Thursday, June 23, 2011

Earning the title of father

My father is one of the most caring, loving men I know. He is and always has been a great father. 
Even though I am grown and have a family of my own, I know I can always count on him to be there for me — whether to give advice, lend moral support or help out with needed home repairs, he is there. 
He is the dad the Lord chose for me and blessed me with at birth.
With a high divorce rate over the last couple of decades, there are many men who are now taking on the role of stepfather as well as raising their biological children.  
My husband is one of those men. He already had three sons and when we got married that number doubled to six. 
Becoming a stepfather has many challenges that aren’t there with biological children. The automatic relationship that is there when children are born has to be grown and developed over time in a step family situation.
Sometimes the situation may seem impossible but it can be done. A stepfather that offers love, guidance and encouragement can become a vital part of the family. That is especially important when the biological father is absent from the children’s lives for whatever reason.

▬▬▬

BRIEF: Reproduce the full text of the column on earning the title of father, word for word.

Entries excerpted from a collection

▬▬▬

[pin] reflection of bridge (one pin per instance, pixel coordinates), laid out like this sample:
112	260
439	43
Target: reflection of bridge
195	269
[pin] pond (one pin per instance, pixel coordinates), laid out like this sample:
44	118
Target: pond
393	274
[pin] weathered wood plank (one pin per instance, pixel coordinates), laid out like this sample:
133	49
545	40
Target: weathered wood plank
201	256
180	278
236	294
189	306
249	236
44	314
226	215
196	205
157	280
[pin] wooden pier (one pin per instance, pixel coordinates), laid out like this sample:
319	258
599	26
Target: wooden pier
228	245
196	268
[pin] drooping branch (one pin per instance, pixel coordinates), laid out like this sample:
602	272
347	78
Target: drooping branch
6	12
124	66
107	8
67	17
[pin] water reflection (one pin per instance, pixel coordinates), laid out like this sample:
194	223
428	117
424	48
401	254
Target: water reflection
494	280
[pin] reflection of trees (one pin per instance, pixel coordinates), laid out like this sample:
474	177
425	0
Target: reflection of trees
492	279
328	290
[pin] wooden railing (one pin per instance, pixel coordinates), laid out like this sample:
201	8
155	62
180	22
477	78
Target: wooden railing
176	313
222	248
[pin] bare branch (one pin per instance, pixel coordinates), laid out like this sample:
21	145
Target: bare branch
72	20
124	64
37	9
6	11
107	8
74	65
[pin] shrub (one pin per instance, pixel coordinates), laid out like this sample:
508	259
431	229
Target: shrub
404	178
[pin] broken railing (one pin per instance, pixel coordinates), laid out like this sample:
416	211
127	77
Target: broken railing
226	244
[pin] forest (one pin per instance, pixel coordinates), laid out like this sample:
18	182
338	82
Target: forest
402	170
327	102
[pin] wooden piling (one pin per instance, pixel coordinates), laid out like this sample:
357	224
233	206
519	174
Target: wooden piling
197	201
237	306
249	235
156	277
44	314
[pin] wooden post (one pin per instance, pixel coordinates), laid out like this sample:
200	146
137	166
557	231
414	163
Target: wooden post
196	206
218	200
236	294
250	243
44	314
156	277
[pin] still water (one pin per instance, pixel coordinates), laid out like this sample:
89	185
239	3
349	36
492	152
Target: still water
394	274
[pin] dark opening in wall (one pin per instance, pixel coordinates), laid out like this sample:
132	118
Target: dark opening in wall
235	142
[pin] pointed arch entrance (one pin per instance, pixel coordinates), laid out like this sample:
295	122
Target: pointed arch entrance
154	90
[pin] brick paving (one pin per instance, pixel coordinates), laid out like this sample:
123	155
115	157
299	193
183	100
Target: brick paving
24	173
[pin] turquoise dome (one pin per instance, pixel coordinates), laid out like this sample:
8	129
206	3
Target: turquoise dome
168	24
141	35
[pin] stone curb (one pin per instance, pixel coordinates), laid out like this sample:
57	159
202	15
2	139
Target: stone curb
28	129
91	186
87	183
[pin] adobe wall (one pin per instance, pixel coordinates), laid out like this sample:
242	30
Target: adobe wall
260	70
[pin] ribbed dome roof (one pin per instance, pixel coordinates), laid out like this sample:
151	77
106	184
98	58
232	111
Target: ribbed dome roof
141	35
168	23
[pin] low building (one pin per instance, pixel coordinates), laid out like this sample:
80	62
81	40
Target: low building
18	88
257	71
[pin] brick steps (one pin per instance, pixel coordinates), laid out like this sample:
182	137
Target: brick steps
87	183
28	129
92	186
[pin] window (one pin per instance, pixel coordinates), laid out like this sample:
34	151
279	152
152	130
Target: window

▬▬▬

RESULT OF THE EXERCISE:
Thursday, June 23, 2011

Earning the title of father

My father is one of the most caring, loving men I know. He is and always has been a great father. 
Even though I am grown and have a family of my own, I know I can always count on him to be there for me — whether to give advice, lend moral support or help out with needed home repairs, he is there. 
He is the dad the Lord chose for me and blessed me with at birth.
With a high divorce rate over the last couple of decades, there are many men who are now taking on the role of stepfather as well as raising their biological children.  
My husband is one of those men. He already had three sons and when we got married that number doubled to six. 
Becoming a stepfather has many challenges that aren’t there with biological children. The automatic relationship that is there when children are born has to be grown and developed over time in a step family situation.
Sometimes the situation may seem impossible but it can be done. A stepfather that offers love, guidance and encouragement can become a vital part of the family. That is especially important when the biological father is absent from the children’s lives for whatever reason.